=== Passage given ===
The USS Indianapolis remembered . . .



by kent ballard

Slowly pulling into a darkened San Francisco Navy Yard on a sweltering night in July, 1945, the deck crew of the heavy cruiser USS Indianapolis noticed something odd about the scene before them. Their dock looked unusually quiet. In fact, it appeared deserted. There was none of the usual hustle and around-the-clock work in sight. Two trucks pulled up alongside the cruiser. From one, a heavy crate was hoisted aboard and immediately secured in the ship's port hanger.
Crewmen saw several men get out of the other truck. From its rear, they withdrew a three foot square, four foot long metal canister that was carried up the gangplank by Army officers. Officers? Lugging cargo? What's going on here?

The USS Indianapolis had seen more combat in World War II than most ships, and had served as the flagship for the Fifth Fleet under Admiral Raymond Spruance. She'd fought the Imperial Japanese from the Aleutian Islands to Tarawa, Iwo Jima, Okinawa, and all across the Pacific. She was not a ship bound for glory, she was already covered in it, having been awarded ten combat stars for her valorous duty in the war. But she was about to embark on a mission unlike any other, for the few crewmen who could see what was taking place noted that canister which had been carried aboard the ship by Army officers was now being welded to the deck in Admiral Spruance's personal quarters. Not tied. Not strapped. Welded to the deck floor. In the Admiral's cabin, no less.

=== Required tasks ===
[1] In the USS Indianapolis account, how many combat stars had the cruiser been awarded?
[2] Please explain why, according to the USS Indianapolis account, the deck crew found the scene at the San Francisco Navy Yard odd.
[3] Carry the USS Indianapolis account forward from its final sentence.

=== Recorded data ===
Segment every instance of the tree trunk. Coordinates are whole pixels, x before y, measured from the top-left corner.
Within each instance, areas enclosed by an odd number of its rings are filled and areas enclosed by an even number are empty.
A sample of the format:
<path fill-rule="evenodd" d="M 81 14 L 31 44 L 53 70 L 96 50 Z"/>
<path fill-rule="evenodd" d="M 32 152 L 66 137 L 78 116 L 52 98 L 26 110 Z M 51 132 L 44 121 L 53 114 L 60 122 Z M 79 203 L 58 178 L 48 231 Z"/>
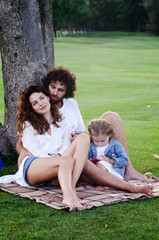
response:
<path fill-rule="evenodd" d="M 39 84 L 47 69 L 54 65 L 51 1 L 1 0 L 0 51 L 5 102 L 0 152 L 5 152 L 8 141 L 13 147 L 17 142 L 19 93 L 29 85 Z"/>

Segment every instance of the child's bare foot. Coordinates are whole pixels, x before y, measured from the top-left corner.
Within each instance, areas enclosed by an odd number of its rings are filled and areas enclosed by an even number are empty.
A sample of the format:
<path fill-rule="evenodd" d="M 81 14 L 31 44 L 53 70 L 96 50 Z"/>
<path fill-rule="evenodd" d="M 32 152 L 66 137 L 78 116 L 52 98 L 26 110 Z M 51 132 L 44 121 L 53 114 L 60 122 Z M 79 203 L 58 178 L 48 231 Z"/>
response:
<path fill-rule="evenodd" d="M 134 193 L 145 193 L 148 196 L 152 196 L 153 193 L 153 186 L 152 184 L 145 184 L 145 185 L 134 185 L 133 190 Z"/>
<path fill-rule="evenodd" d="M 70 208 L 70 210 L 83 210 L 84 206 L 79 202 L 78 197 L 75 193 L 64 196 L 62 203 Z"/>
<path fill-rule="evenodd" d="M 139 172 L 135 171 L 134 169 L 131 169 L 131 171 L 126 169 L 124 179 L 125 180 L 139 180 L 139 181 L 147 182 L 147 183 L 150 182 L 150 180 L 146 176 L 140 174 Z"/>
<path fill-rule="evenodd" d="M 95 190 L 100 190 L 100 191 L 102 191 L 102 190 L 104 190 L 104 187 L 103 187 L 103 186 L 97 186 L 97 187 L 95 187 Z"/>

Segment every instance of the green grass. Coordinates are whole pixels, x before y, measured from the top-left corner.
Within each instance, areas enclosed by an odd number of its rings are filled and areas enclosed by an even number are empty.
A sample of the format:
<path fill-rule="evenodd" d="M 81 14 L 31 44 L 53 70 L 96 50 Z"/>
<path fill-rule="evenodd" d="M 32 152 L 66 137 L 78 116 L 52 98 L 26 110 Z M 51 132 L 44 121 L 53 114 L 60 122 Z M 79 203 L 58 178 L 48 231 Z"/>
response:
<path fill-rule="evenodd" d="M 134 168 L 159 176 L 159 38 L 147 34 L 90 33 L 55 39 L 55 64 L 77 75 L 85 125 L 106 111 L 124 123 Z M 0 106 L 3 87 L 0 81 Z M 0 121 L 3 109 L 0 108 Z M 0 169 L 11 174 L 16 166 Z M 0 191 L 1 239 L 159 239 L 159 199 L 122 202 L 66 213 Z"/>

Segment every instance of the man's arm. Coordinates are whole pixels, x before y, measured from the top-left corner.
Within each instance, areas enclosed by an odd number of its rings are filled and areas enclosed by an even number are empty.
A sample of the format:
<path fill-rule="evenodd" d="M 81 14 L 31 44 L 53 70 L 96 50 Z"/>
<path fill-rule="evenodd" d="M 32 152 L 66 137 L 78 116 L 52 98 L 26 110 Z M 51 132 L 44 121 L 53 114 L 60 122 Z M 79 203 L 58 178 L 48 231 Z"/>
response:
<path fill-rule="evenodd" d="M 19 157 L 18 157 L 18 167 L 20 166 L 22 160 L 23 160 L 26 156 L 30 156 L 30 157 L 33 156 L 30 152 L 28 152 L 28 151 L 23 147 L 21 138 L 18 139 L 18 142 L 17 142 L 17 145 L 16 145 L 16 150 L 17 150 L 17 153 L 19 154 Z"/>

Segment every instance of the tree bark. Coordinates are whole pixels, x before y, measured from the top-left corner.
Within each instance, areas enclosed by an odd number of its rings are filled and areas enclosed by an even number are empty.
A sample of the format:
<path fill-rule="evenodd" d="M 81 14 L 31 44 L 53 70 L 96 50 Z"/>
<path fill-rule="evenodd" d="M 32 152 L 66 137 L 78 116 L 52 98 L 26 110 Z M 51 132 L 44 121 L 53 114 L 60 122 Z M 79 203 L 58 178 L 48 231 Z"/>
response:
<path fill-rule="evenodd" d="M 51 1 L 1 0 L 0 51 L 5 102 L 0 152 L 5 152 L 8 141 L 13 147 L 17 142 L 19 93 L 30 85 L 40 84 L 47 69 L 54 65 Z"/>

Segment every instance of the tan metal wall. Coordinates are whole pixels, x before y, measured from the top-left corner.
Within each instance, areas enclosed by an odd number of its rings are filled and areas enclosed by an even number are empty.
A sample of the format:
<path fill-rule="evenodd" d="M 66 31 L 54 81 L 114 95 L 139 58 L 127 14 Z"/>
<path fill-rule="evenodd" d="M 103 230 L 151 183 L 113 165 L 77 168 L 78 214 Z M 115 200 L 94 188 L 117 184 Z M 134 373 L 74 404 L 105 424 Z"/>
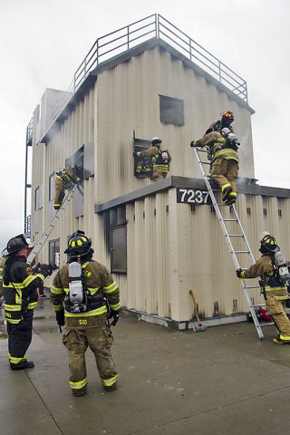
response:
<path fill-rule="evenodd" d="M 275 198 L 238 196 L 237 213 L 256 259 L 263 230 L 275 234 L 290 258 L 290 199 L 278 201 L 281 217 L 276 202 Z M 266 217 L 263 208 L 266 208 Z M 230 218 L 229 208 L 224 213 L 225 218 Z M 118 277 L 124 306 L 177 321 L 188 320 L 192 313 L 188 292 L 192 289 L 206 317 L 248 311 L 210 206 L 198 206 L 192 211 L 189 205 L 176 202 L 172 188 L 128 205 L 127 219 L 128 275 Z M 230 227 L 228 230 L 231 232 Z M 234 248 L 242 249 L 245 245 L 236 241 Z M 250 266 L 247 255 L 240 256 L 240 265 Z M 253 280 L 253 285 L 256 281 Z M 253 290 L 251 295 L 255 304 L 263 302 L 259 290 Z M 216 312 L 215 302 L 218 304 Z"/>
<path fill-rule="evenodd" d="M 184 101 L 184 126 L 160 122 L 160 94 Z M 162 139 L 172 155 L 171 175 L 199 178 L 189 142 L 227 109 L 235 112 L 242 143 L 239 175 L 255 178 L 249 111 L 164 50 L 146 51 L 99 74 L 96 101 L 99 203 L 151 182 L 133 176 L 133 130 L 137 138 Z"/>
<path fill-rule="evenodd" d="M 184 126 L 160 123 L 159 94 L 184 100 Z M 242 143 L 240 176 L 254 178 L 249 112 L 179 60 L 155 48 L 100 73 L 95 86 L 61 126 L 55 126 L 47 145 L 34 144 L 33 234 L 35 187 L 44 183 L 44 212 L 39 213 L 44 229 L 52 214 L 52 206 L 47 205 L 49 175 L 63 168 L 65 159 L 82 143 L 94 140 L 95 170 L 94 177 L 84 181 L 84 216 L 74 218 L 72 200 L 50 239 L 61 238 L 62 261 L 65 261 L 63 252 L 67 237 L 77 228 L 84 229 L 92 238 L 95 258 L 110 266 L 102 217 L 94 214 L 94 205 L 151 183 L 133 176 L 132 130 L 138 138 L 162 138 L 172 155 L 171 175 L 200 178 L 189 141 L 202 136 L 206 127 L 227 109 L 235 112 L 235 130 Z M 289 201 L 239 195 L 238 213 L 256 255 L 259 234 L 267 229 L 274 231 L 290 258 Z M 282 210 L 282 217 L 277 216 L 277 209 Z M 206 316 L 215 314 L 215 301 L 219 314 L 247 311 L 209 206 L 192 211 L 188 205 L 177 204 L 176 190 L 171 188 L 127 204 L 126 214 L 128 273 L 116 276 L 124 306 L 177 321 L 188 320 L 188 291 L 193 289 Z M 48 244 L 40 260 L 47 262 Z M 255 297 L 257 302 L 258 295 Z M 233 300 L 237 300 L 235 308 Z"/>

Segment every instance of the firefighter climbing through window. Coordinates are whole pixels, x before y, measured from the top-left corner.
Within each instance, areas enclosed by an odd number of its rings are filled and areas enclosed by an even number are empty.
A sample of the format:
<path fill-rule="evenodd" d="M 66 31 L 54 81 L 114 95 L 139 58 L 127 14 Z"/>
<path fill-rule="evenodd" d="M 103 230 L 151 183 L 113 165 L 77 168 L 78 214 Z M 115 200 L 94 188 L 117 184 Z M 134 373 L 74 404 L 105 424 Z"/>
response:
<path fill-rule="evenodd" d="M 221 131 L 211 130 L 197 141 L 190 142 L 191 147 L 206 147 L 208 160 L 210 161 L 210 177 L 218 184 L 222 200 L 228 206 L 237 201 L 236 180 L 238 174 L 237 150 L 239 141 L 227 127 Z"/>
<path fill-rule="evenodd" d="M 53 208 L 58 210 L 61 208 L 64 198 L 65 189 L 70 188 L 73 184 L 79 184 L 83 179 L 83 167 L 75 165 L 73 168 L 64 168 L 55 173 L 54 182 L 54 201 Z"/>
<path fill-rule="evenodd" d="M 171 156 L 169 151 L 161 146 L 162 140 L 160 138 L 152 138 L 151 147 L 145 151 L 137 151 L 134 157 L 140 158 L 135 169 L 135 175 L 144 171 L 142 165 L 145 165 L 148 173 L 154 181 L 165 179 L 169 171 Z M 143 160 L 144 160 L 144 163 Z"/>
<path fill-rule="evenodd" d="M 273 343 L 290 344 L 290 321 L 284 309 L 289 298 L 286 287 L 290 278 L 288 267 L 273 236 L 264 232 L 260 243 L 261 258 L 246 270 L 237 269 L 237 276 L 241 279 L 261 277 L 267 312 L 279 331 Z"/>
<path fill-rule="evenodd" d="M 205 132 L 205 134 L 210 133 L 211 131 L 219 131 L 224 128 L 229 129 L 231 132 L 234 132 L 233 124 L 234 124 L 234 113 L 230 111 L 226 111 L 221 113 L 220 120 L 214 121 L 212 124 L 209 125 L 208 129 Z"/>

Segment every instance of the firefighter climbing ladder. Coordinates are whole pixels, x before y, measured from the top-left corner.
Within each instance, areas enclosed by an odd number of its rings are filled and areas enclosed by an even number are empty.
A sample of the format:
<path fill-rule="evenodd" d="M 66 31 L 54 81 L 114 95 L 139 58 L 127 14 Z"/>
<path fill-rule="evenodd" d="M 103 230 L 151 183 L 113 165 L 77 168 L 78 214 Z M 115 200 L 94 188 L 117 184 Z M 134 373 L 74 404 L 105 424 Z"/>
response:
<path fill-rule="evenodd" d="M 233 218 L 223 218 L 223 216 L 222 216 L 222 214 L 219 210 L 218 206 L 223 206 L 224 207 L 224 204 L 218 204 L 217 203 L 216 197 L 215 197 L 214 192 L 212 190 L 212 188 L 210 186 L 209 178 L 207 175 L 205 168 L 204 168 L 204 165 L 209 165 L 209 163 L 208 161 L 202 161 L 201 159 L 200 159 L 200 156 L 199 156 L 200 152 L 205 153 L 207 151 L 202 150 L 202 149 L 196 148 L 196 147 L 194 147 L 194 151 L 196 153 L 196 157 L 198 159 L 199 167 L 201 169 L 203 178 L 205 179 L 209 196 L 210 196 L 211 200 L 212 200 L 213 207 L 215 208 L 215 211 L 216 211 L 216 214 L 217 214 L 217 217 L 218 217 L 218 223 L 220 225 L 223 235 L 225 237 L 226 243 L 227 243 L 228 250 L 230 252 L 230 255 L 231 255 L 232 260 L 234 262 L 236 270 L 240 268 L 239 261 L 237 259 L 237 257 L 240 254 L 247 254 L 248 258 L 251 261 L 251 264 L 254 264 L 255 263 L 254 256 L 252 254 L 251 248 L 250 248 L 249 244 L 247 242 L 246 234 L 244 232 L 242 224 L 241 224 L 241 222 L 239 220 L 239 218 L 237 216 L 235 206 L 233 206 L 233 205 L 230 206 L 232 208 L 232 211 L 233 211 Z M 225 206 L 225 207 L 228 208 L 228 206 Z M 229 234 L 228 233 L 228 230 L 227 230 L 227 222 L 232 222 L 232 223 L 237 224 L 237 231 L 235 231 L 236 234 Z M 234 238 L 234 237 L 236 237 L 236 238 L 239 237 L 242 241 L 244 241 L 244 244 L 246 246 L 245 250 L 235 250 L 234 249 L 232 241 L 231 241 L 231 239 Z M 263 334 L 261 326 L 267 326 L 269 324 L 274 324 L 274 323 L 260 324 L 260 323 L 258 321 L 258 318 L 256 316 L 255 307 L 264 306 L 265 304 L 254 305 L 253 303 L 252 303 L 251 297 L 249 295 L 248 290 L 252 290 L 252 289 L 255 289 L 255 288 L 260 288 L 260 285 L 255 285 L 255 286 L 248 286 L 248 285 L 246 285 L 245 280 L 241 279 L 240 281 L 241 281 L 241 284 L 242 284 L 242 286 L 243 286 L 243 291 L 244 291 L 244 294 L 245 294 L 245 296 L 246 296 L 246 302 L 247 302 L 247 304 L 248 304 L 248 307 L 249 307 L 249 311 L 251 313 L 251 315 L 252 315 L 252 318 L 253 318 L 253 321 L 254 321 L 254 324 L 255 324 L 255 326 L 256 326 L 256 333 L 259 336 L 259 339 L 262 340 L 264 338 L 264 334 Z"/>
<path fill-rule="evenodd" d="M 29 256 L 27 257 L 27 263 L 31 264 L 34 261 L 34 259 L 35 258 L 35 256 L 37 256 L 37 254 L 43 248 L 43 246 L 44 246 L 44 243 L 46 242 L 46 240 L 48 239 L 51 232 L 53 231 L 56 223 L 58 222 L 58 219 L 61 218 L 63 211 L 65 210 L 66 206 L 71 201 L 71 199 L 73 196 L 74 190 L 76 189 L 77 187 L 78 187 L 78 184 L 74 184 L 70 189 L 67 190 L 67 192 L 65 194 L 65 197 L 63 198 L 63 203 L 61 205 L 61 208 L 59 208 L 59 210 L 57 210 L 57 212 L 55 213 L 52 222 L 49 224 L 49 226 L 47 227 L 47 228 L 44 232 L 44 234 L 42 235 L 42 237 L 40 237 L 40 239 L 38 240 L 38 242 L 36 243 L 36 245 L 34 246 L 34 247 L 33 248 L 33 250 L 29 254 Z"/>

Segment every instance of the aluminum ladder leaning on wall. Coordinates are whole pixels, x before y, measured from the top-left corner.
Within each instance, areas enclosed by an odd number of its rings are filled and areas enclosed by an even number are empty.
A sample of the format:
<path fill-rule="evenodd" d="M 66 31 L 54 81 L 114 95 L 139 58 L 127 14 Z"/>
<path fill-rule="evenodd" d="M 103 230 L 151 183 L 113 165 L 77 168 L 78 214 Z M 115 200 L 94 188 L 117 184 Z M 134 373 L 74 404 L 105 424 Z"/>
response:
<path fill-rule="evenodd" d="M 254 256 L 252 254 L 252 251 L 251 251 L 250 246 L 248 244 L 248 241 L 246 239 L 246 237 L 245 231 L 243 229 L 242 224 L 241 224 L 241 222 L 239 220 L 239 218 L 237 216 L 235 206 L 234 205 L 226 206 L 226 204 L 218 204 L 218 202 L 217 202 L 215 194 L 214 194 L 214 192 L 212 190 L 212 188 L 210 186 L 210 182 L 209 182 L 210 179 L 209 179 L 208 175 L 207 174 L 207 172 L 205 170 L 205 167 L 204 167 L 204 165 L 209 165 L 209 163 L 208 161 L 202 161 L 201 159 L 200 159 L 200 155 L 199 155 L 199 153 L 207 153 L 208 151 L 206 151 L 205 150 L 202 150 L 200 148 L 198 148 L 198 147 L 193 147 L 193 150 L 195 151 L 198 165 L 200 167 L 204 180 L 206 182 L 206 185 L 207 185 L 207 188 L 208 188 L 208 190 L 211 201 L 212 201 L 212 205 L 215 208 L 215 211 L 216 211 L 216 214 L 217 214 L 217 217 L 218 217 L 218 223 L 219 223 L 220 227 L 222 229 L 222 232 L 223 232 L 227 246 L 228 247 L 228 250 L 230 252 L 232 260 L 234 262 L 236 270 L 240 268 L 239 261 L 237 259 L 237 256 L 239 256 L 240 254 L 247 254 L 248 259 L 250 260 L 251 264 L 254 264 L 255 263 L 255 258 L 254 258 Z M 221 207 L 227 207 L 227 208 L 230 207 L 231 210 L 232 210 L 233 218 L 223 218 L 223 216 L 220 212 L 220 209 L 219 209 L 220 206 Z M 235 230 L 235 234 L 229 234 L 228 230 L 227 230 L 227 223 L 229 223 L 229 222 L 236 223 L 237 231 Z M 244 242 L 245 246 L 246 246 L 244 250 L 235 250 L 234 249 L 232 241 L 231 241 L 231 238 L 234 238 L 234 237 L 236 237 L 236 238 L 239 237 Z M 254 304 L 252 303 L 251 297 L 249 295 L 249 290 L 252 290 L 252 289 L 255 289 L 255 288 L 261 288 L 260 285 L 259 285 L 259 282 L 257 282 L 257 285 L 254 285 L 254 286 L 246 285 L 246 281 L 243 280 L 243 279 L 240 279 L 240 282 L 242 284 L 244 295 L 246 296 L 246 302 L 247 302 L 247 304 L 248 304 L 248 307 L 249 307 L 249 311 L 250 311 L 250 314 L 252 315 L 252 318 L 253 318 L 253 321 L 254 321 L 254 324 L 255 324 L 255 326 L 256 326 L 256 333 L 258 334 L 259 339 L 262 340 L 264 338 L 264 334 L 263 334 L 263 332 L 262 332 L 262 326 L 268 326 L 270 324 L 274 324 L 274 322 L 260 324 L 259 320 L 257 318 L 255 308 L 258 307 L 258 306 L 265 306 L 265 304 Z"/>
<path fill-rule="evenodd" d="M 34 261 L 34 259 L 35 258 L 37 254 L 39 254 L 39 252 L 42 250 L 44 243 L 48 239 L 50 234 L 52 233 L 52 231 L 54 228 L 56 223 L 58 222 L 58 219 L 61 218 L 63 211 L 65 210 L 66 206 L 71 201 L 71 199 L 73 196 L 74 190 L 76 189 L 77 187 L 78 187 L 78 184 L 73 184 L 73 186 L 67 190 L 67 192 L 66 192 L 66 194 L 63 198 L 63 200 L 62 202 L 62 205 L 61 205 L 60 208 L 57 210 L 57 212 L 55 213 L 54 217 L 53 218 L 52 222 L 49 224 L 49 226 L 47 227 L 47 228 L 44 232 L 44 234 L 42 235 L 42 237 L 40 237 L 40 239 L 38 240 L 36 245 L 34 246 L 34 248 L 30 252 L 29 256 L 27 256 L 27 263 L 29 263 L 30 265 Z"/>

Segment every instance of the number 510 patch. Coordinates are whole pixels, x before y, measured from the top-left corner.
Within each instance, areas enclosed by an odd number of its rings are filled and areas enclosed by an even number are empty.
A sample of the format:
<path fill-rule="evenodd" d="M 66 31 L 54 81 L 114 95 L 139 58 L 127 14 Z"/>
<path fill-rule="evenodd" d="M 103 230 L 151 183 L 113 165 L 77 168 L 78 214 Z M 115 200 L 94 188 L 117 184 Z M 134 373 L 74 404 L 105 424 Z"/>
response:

=== Expected answers ===
[1] Ten combat stars.

[2] Their dock looked unusually quiet and even appeared deserted. None of the usual hustle and around-the-clock work was in sight.

[3]
Captain Charles Butler McVay, in command of the Indianapolis, held a brief meeting with his senior officers. Truthfully, he told them even he didn't know what their cargo was, but they were going to be sailing at full speed. He had been notified, in no uncertain terms, that every day they could take off their voyage would shorten the war by a day. He also told them in the event of any emergency that canister was to go into a lifeboat before any crewman. He'd been ordered to tell them that. They were to get underway immediately. The Indianapolis slipped away from the San Francisco Navy Yard on July 16th and began steaming west into the Pacific Ocean.

They quickly refueled at Pearl Harbor, then set course for a bulldozed lump of coral atoll known as Tinian, setting a speed record from Pearl to the huge B-29 base on that island, the Indianapolis' engines thundering flawlessly all the way.

There was the usual shipboard scuttlebutt, rumors about this and that, but the fact remained no one aboard knew what they were carrying—or why. And they got no answers from the Army officers who boarded her in Tinian and removed the canister and the large crate, put them back in trucks, and drove away towards a secure area of the base.

Captain McVay himself was not even told. Instead, he received his new orders: report to Guam. As they pulled away from the Army Air Force Base on Tinian, not a single man aboard the Indianapolis realized they had just delivered the first atomic bomb, “Little Boy” to the airfield from which it would be released over the city of Hiroshima.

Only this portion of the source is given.